# start of Records for the task
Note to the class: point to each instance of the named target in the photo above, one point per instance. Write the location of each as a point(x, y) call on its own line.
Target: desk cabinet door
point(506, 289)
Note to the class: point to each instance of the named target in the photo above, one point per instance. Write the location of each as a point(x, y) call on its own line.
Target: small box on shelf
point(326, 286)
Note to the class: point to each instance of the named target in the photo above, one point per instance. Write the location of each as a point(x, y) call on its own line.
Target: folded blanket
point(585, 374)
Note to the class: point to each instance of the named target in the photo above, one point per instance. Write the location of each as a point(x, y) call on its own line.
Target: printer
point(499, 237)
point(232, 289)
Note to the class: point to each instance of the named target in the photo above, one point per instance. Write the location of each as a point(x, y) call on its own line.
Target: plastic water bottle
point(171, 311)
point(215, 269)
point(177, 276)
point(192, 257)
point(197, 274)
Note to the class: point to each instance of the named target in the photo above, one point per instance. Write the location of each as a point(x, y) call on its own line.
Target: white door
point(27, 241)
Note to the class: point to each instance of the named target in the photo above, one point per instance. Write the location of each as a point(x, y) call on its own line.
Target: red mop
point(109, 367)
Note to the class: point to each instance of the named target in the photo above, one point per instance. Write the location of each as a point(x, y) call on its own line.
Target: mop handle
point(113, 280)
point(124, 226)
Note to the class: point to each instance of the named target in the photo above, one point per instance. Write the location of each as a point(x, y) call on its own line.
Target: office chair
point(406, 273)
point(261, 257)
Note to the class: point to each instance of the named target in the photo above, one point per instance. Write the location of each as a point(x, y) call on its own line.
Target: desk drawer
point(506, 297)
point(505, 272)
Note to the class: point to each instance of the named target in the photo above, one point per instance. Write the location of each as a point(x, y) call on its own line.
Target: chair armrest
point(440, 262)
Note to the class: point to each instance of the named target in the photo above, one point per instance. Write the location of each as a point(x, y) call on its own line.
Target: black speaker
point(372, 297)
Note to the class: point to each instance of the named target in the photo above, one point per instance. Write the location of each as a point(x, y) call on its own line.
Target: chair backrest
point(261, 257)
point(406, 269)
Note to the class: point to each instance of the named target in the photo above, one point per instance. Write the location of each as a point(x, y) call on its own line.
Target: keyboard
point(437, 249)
# end of Records for the task
Directive:
Type out all of the material again, word for word.

Response:
Note to the class: point to each instance of the named target in the photo above, one point per instance. Write the location of each as a point(x, y) call on its own line.
Target: desk cabinet door
point(506, 289)
Note to the class: point to each instance of the named target in the photo above, one point per instance. Write the location of each as a point(x, y) call on its own line.
Target: small box on shelf
point(326, 286)
Note to the class: point to each instance of the named target in the photo above, one point per instance. Write the location of each as a point(x, y) call on its own line.
Target: folded blanket
point(585, 374)
Note to the class: point to each instance of the named target in the photo above, one point per instance. Write the location of each as a point(x, y) call on its own line.
Target: printer
point(499, 237)
point(232, 289)
Note to the class: point to each instance of the named target in the photo above, one point per instance. Write the location of each as a point(x, y) call on its own line.
Target: plastic water bottle
point(171, 311)
point(215, 269)
point(177, 276)
point(192, 257)
point(197, 274)
Note to the class: point to each instance of the named target in the photo above, one point per instance. Write the location of each as a point(x, y) call on its own line.
Target: white door
point(27, 241)
Note to the class: point to each instance of the named target in the photo above, one point per instance. Write the location of each as a point(x, y) call on its own line.
Target: red mop
point(109, 367)
Note to the class: point to each instance of the named target in the photo above, one point per instance. Write the location of each as a point(x, y) call on its own line.
Target: mop handle
point(113, 280)
point(124, 226)
Note to the class: point to each instance of the named target in the photo above, one point per instance. Write the location of each as a point(x, y) call on its own line.
Target: office chair
point(406, 273)
point(261, 257)
Note to the class: point to each instance of the named target in the photo above, one point per instance. Write the location of each as a point(x, y) call on its own line.
Target: desk drawer
point(506, 297)
point(505, 272)
Note to the class: point to each instance of the named target in the photo above, one point per instance. Write the location of each as a point(x, y) call on its own line.
Target: chair armrest
point(440, 262)
Note to the class: point to each instance of the named target in the photo above, one point per instance. Write the location of each as a point(x, y) call on its own line.
Target: black speaker
point(372, 297)
Note to the class: point to each instance of the named target in the photo above, one point per instance. Write the location of each as a point(x, y) call on its own line.
Target: chair backrest
point(261, 257)
point(406, 269)
Note to the class: point to each instance of the named target in the photo above, one point per instance. Write the location of each as a point(x, y) call on its own line.
Target: keyboard
point(437, 249)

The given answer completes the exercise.